TO DO – Write out the listing below exactly, and omit any images you find in it.

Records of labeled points
☆ ☆ ☆ ☆ ☆ ☆ ☆
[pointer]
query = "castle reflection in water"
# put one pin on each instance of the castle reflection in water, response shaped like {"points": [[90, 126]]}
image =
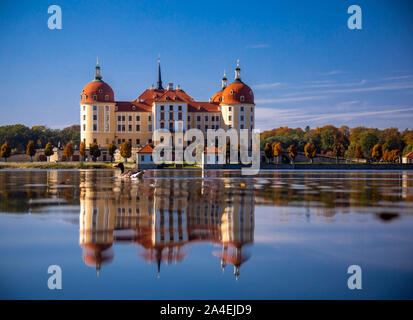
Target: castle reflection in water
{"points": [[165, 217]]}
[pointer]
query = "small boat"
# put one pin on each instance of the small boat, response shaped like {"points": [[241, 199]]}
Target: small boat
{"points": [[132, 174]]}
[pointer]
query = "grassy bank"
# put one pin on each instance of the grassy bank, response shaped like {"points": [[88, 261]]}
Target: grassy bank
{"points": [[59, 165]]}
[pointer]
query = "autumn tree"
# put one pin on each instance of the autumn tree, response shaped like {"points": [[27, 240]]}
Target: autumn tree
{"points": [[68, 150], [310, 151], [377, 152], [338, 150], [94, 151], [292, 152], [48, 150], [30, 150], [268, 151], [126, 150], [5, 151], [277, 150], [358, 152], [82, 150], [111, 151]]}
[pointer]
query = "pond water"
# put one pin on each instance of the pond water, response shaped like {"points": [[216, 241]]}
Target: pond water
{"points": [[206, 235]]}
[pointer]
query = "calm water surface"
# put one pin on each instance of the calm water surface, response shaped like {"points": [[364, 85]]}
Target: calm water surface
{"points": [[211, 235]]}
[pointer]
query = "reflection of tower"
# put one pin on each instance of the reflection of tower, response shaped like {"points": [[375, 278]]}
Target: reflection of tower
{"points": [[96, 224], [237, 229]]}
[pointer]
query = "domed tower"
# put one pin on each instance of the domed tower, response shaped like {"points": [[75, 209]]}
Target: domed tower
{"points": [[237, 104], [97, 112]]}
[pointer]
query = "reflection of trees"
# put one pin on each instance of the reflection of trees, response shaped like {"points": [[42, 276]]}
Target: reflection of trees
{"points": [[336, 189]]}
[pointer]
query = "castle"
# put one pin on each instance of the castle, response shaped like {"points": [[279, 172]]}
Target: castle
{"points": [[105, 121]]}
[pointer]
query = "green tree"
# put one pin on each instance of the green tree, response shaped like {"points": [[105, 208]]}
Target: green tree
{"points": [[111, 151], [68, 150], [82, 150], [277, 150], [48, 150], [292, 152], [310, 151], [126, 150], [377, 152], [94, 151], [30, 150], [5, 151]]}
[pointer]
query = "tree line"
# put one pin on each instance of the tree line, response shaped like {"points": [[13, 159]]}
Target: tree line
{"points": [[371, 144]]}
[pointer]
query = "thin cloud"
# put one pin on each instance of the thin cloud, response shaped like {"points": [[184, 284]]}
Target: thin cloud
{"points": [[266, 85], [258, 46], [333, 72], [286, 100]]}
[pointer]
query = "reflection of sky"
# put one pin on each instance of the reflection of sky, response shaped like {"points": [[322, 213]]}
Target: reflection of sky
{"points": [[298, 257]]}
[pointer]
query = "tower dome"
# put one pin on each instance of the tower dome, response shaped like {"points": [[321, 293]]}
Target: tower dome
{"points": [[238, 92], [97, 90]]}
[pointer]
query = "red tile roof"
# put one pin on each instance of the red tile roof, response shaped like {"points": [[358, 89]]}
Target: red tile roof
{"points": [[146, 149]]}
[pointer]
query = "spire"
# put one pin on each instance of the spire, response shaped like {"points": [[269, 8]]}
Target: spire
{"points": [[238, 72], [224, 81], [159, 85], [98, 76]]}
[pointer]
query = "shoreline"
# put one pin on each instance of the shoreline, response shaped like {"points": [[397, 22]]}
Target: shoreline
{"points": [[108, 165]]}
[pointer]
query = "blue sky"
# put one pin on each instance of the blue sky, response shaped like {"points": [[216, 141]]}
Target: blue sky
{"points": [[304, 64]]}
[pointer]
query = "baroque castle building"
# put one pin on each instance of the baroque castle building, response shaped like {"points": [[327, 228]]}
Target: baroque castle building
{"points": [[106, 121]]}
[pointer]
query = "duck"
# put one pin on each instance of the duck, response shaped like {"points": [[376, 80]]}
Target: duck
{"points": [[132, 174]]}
☆ ☆ ☆ ☆ ☆ ☆ ☆
SOLUTION FOR THIS PROBLEM –
[pointer]
query = "castle reflection in water"
# put one pin on each instance of the castle reflection in water, response shaped like {"points": [[90, 126]]}
image =
Target: castle reflection in water
{"points": [[165, 217]]}
[pointer]
query = "small boat"
# put one pin on each instance of the small boat, response shaped like {"points": [[241, 199]]}
Target: small boat
{"points": [[132, 174]]}
[pointer]
query = "grassy bank"
# put one pin on each instance of the grassy bank, response shaped like {"points": [[88, 261]]}
Target: grassy bank
{"points": [[59, 165]]}
[pointer]
query = "autumn tree"
# put one pin on each instance of the autumn tree, response shaped like {"points": [[27, 240]]}
Target: autumn tree
{"points": [[68, 150], [310, 151], [377, 152], [338, 150], [94, 151], [292, 152], [48, 150], [30, 150], [268, 151], [126, 150], [5, 151], [277, 150], [358, 152], [82, 150], [111, 151]]}
[pointer]
query = "pond water"
# put one pin on each instance of the pond water, response shaped like {"points": [[216, 241]]}
Target: pond water
{"points": [[206, 235]]}
[pointer]
query = "calm water surface"
# put one pin on each instance of the calm water surface, response shaped like {"points": [[364, 85]]}
Target: calm water surface
{"points": [[211, 235]]}
[pointer]
query = "reflection of tower"
# put one pin on each instance of the reflection of tower, response shaped like {"points": [[375, 278]]}
Target: reflection of tower
{"points": [[96, 224], [237, 229]]}
[pointer]
query = "domed tower"
# put one pin on each instance of the domed tower, response shaped like {"points": [[75, 209]]}
Target: domed tower
{"points": [[237, 104], [97, 112]]}
[pointer]
query = "reflection of trees"
# put one pin on each instance of the reflection of trees, response shaped like {"points": [[42, 276]]}
Target: reflection of trees
{"points": [[336, 189]]}
[pointer]
query = "castle"
# put one pin on each instance of the castle, response shaped like {"points": [[279, 172]]}
Target: castle
{"points": [[105, 121]]}
[pointer]
query = "green tree"
# put one pin on each instance of the green tree, response shaped like {"points": [[105, 208]]}
Target: green tree
{"points": [[111, 151], [68, 150], [82, 150], [277, 150], [48, 150], [292, 152], [310, 151], [126, 150], [377, 152], [94, 151], [30, 150], [5, 151]]}
[pointer]
query = "tree line"
# put one pin on each instance of the tree line, response shaped like {"points": [[13, 159]]}
Target: tree line
{"points": [[371, 144]]}
[pointer]
query = "thin cloud"
# put one pin on each instance of the thin cloud, response shaped like {"points": [[184, 284]]}
Target: thin cloud
{"points": [[266, 85], [258, 46], [333, 72], [286, 100]]}
[pointer]
query = "reflection of sky"
# put one pin on each instance of the reflection of sky, response shaped like {"points": [[322, 213]]}
Target: reflection of sky
{"points": [[298, 257]]}
[pointer]
query = "tower dome"
# put one pin on each instance of the tower dome, response shaped like {"points": [[321, 293]]}
Target: tower dome
{"points": [[238, 92], [97, 90]]}
[pointer]
query = "red tile roof"
# put one pin on each instance of the red tile roof, response shaped like {"points": [[358, 89]]}
Target: red tile roof
{"points": [[146, 149]]}
[pointer]
query = "spire"
# put one pin on each instance of the spire, response shaped like {"points": [[269, 8]]}
Target: spire
{"points": [[238, 72], [224, 81], [159, 85], [98, 76]]}
[pointer]
query = "shoreline"
# put one pin on each instance of the shoreline, response shaped like {"points": [[397, 22]]}
Target: shoreline
{"points": [[108, 165]]}
[pointer]
query = "blue sky"
# put one pin on each instance of the blue sky, response shaped like {"points": [[216, 141]]}
Target: blue sky
{"points": [[304, 64]]}
[pointer]
query = "baroque castle building"
# put one pin on each instance of the baroque castle building, response shaped like {"points": [[327, 228]]}
Target: baroque castle building
{"points": [[106, 121]]}
[pointer]
query = "duck"
# put one pin on each instance of the duck, response shaped like {"points": [[376, 80]]}
Target: duck
{"points": [[132, 174]]}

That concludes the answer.